Aragon ne devait jamais oublier la réponse de sa mère, surtout le ton de celle-ci, par lequel il dit s’être senti insulté et en retour avoir eu envie de l’insulter. « Rien ne peut rendre comme cela était dit. Ni que cela me fut et m’est cuisant, même aujourd’hui encore, après vingt et quelques années. » Dans « ce qui te vaut Toi ! », véritable point d’impact sur son corps, Aragon se sent évalué et réduit dans la parole de sa mère, à un Tu es cela qui ne vaut pas grand-chose. La rencontre de ce dire de sa mère fut vécu par lui, dès la première minute, comme un reproche de n’être qu’une merde, qui lui « fut si atrocement sensible »[26].
« Tu es cela » est ce que le sujet rencontre aussi à la fin de l’analyse, jusqu’à la limite extatique du langage, coloration plutôt dépréciative de cette assertion, à charge pour l’analyste de faire de cette dépréciation même le principe d’une louange.
......
◆ Tâches à réaliser
a: Recopiez fidèlement un passage du texte sur Aragon et sa mère : commencez aux mots "Aragon ne devait" et arrêtez-vous après "principe d’une louange.".
b: Poursuivez le texte sur Aragon et la parole de sa mère à partir de sa dernière phrase.
La liste n'est d'aucune utilité ici.

◆ Données fournies
......
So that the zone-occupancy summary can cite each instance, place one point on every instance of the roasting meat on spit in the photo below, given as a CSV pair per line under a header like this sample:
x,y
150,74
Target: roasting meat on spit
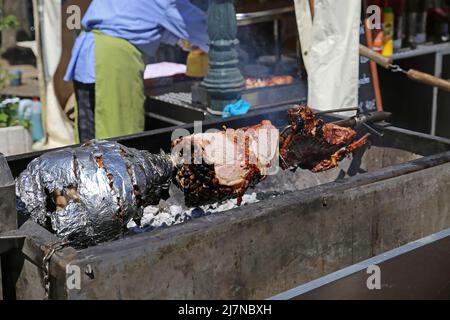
......
◆ Réponses par tâche
a:
Aragon ne devait jamais oublier la réponse de sa mère, surtout le ton de celle-ci, par lequel il dit s’être senti insulté et en retour avoir eu envie de l’insulter. « Rien ne peut rendre comme cela était dit. Ni que cela me fut et m’est cuisant, même aujourd’hui encore, après vingt et quelques années. » Dans « ce qui te vaut Toi ! », véritable point d’impact sur son corps, Aragon se sent évalué et réduit dans la parole de sa mère, à un Tu es cela qui ne vaut pas grand-chose. La rencontre de ce dire de sa mère fut vécu par lui, dès la première minute, comme un reproche de n’être qu’une merde, qui lui « fut si atrocement sensible »[26].
« Tu es cela » est ce que le sujet rencontre aussi à la fin de l’analyse, jusqu’à la limite extatique du langage, coloration plutôt dépréciative de cette assertion, à charge pour l’analyste de faire de cette dépréciation même le principe d’une louange.

b:
Maud
Maud a quatorze ans quand elle revient me parler. Elle m’explique la logique de la chose qui la fait insulter son père en le traitant d’imbécile. « Il me dit imbécile, et moi, quand je le lui dis aussi, il me dit « Ça ne va pas non !! » Pourtant ça devrait être donnant-donnant. » En fait, ce qui la choque, c’est qu’il traite aussi son chat d’imbécile. Voilà de fait ce qui est le plus insupportable : « Ça ne va pas je ne suis pas un chat quand même ». Ce qu’elle questionne là, c’est le désir de son père. Adoptée, son être d’objet comportera toujours dans le réel la forclusion du désir de l’Autre qui l’a mise au monde. Aussi, ne supporte-t-elle pas d’être produite comme un chat sans le désir de l’Autre. Le simple mot « imbécile ! », proféré par le père au chat, indexe sa condition d’objet abandonné qui rejaillit dans la part indicible de la langue. « Imbécile ! » marque la jeune fille au fer rouge de la différence et a le pouvoir de la renvoyer à une condition d’objet.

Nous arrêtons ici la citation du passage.